* _GOAL OF THE EXERCISE_
Copy the material below word for word, leaving out the pictures.

Saved data entries
— Begin —
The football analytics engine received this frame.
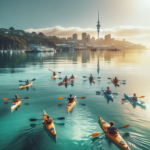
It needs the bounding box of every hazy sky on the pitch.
[0,0,150,47]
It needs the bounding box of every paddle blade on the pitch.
[24,97,29,99]
[92,133,100,137]
[30,119,37,121]
[122,125,130,128]
[3,98,9,101]
[122,98,127,101]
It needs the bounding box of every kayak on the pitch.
[111,79,119,86]
[11,98,22,112]
[98,116,130,150]
[102,88,113,100]
[43,109,56,140]
[52,74,58,79]
[58,76,77,85]
[124,94,146,108]
[19,82,33,90]
[67,95,77,113]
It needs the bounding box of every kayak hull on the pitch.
[124,94,146,108]
[98,116,130,150]
[67,95,77,113]
[111,79,119,86]
[11,99,22,112]
[43,110,56,140]
[58,76,77,85]
[19,82,33,90]
[102,88,113,100]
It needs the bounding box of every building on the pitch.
[105,34,111,44]
[82,32,87,41]
[72,34,78,41]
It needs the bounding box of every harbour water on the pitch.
[0,50,150,150]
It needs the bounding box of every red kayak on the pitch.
[58,76,77,85]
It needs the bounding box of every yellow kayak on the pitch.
[19,82,33,90]
[67,95,77,113]
[43,109,56,140]
[11,99,22,112]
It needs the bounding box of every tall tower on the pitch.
[96,11,101,39]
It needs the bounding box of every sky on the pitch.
[0,0,150,48]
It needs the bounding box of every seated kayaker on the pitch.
[13,94,20,102]
[106,121,118,135]
[104,87,111,93]
[26,80,30,84]
[89,74,94,81]
[113,77,119,83]
[70,74,74,79]
[67,94,74,103]
[45,115,53,124]
[53,71,57,76]
[130,93,137,101]
[63,76,68,82]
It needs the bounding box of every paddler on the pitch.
[104,87,112,93]
[106,121,118,135]
[13,94,20,102]
[67,94,75,103]
[45,115,53,124]
[70,74,74,79]
[63,76,68,82]
[53,71,57,76]
[89,74,94,81]
[113,77,119,83]
[130,93,137,101]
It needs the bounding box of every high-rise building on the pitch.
[72,33,78,41]
[82,33,87,41]
[96,12,101,39]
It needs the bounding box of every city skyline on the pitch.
[0,0,150,48]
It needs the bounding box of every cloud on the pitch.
[26,26,150,38]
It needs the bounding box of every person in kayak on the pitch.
[104,87,112,93]
[89,74,94,81]
[113,77,119,83]
[26,80,30,85]
[13,94,20,102]
[63,76,69,82]
[67,94,75,103]
[70,74,74,79]
[45,115,53,124]
[53,71,57,76]
[106,121,118,135]
[130,93,137,101]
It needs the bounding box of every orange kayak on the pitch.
[11,99,22,112]
[67,95,77,113]
[19,82,33,90]
[58,76,77,85]
[98,116,130,150]
[111,79,119,86]
[43,109,56,140]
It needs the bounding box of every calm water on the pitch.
[0,50,150,150]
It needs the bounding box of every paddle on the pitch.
[92,125,130,137]
[30,117,65,121]
[19,78,35,82]
[58,97,86,99]
[3,97,29,101]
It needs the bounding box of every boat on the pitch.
[98,116,130,150]
[102,88,113,100]
[58,76,77,85]
[124,94,146,108]
[43,109,56,140]
[67,95,76,113]
[11,98,22,112]
[111,79,119,86]
[19,82,33,90]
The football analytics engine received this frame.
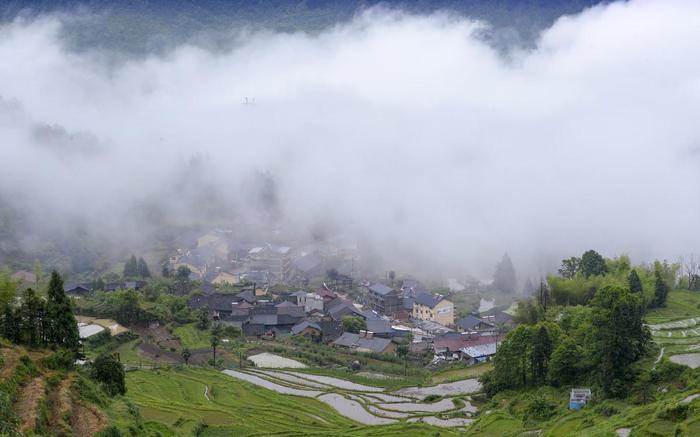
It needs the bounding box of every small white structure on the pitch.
[569,388,592,410]
[304,293,323,313]
[78,323,105,339]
— End —
* _THE OUTPUT_
The football analytics engine received this frame.
It needs the bounding box of every hazy sky on the pitch.
[0,0,150,47]
It needs the bounding box of every paddle blade on the pitch.
[24,97,29,99]
[92,133,100,137]
[30,119,37,121]
[122,125,130,128]
[3,98,9,101]
[122,98,127,101]
It needs the bounding box of every kayak on the pitch.
[111,79,119,86]
[11,98,22,112]
[98,116,130,150]
[102,88,113,100]
[43,109,56,140]
[52,74,58,79]
[58,76,77,85]
[124,94,146,108]
[19,82,33,90]
[67,95,77,113]
It needs the bounding box of every kayak hull on the pitch.
[124,94,146,108]
[98,116,130,150]
[67,95,77,113]
[111,79,119,86]
[11,99,22,112]
[43,110,56,140]
[58,76,77,85]
[19,82,33,90]
[102,88,113,100]
It needs the bounding box of every building on the pitch.
[105,34,111,44]
[82,32,87,41]
[72,34,78,41]
It needs the bounding box of every harbour water on the pitch.
[0,50,150,150]
It needs the bounding box of every red kayak on the pitch.
[58,76,77,85]
It needs the bounding box of every yellow kayak on the pitch.
[19,82,33,90]
[67,95,77,113]
[43,109,56,140]
[11,99,22,112]
It needs the bounding box of every tall tower on the pitch.
[96,11,101,39]
It needs the bounding box of every sky on the pitch.
[0,0,150,48]
It needs the bounding box of every seated kayaker on the pitch.
[13,94,20,102]
[106,121,118,135]
[104,87,111,93]
[26,80,30,84]
[89,74,94,81]
[113,77,119,83]
[70,74,74,79]
[67,94,74,103]
[45,115,53,124]
[53,71,57,76]
[130,93,137,101]
[63,76,68,82]
It needs the bounding box of every paddler on the pitch.
[104,87,112,93]
[106,121,118,135]
[13,94,20,102]
[67,94,75,103]
[45,115,53,124]
[70,74,74,79]
[63,76,68,82]
[53,71,57,76]
[89,74,94,81]
[113,77,119,83]
[130,93,137,101]
It needs the bounding box of every high-rise building on the pitch.
[72,33,78,41]
[82,33,87,41]
[96,12,101,39]
It needs the bounding box of every city skyline on the pitch.
[0,0,150,48]
It needs the bounding box of every cloud on the pitch.
[26,26,150,38]
It needs the bounding box of every person in kayak on the pitch.
[104,87,112,93]
[89,74,94,81]
[113,77,119,83]
[26,80,30,85]
[13,94,20,102]
[63,76,69,82]
[67,94,75,103]
[70,74,74,79]
[45,115,53,124]
[53,71,57,76]
[106,121,118,135]
[130,93,137,101]
It needs the bounding box of every orange kayak on the pitch.
[11,99,22,112]
[67,95,77,113]
[19,82,33,90]
[58,76,77,85]
[98,116,130,150]
[111,79,119,86]
[43,109,56,140]
It needs the bounding box of every calm water on the pitch.
[0,50,150,150]
It needs the bounding box of every paddle on the pitch.
[92,125,130,137]
[30,117,65,121]
[19,78,35,82]
[58,97,86,99]
[3,97,29,101]
It needs the bounding box of every boat on the pitch.
[98,116,130,150]
[102,88,113,100]
[58,76,77,85]
[124,94,146,108]
[43,109,56,140]
[67,95,76,113]
[11,98,22,112]
[111,79,119,86]
[19,82,33,90]
The football analytics engine received this frame.
It needs the bounding box of every small white structure on the pitch.
[569,388,592,410]
[304,293,323,313]
[78,323,105,339]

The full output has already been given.